## TASK DIRECTIONS
Render only the lines of the records from the line containing "Bet you can't find the stone column" up to and including the line containing "[401,335,531,397]" as a JSON list of strings, one string per line, with blank lines omitted.

(Entries for bounding box labeling)
***
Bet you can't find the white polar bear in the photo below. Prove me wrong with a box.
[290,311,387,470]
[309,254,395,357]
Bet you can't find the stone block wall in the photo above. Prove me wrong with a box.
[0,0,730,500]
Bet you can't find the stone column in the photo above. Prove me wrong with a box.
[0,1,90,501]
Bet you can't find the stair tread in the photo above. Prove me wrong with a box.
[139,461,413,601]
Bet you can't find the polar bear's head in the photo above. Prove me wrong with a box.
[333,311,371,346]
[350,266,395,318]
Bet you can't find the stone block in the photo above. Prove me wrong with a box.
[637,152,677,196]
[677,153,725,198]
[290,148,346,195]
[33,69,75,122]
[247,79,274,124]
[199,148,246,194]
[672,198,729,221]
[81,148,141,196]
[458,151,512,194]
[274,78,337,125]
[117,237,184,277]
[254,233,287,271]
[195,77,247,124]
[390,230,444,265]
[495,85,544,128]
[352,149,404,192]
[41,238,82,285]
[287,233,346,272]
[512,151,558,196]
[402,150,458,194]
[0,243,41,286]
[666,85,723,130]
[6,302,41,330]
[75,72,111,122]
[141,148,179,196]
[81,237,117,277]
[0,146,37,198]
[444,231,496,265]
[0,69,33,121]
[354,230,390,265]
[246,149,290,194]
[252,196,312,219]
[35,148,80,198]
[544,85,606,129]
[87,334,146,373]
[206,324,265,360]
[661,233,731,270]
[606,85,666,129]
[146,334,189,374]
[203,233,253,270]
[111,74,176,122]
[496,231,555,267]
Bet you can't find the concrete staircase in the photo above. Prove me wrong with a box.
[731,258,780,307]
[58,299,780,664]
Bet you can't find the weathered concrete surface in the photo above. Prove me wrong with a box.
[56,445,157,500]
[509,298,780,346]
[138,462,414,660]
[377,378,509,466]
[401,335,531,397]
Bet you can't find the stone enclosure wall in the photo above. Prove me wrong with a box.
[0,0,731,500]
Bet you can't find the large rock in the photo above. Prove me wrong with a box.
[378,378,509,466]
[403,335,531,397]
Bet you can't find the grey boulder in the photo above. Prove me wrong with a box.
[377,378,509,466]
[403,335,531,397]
***
## RESPONSE TO THIS EXERCISE
[
  "Bet you can't find the stone column in the photo above. Prove me wrong with a box.",
  "[0,1,90,501]",
  "Bet you can't find the stair tread in the photo above. Prove me wrong with a box.",
  "[139,461,413,601]",
  "Bet you can't find the polar bear's head in the photo above. Prove me wrong with a box.",
  "[333,311,371,346]",
  "[350,266,395,318]",
  "Bet you can't find the stone block in the photo above. Prove me wrong with a box.",
  "[637,152,677,196]",
  "[677,153,725,198]",
  "[290,148,346,195]",
  "[33,69,75,122]",
  "[247,79,274,124]",
  "[199,148,246,194]",
  "[672,198,729,221]",
  "[81,148,141,196]",
  "[458,151,512,194]",
  "[274,78,337,125]",
  "[117,237,184,277]",
  "[254,233,287,271]",
  "[195,77,247,124]",
  "[390,230,444,265]",
  "[495,85,544,128]",
  "[352,149,404,192]",
  "[41,238,82,285]",
  "[287,233,346,272]",
  "[512,151,558,196]",
  "[402,150,458,194]",
  "[0,243,41,286]",
  "[666,85,723,130]",
  "[6,302,41,330]",
  "[75,72,111,122]",
  "[141,148,179,196]",
  "[81,237,117,277]",
  "[0,146,37,198]",
  "[444,231,496,265]",
  "[0,69,33,121]",
  "[354,230,390,265]",
  "[246,149,290,194]",
  "[252,196,312,219]",
  "[35,148,80,198]",
  "[544,85,606,129]",
  "[87,334,146,373]",
  "[206,324,265,360]",
  "[661,233,731,270]",
  "[606,85,666,129]",
  "[146,334,189,374]",
  "[203,233,253,270]",
  "[111,74,176,122]",
  "[496,231,555,267]",
  "Bet you can't find the concrete staircase in the photo above. Prove me wrong with a box.",
  "[731,258,780,307]",
  "[58,299,780,664]",
  "Bet you can't find the weathered concrete surface in the photo above. Prove me wrong with a box.",
  "[56,445,157,500]",
  "[509,298,780,346]",
  "[138,462,414,660]",
  "[377,378,509,466]",
  "[401,335,531,397]"
]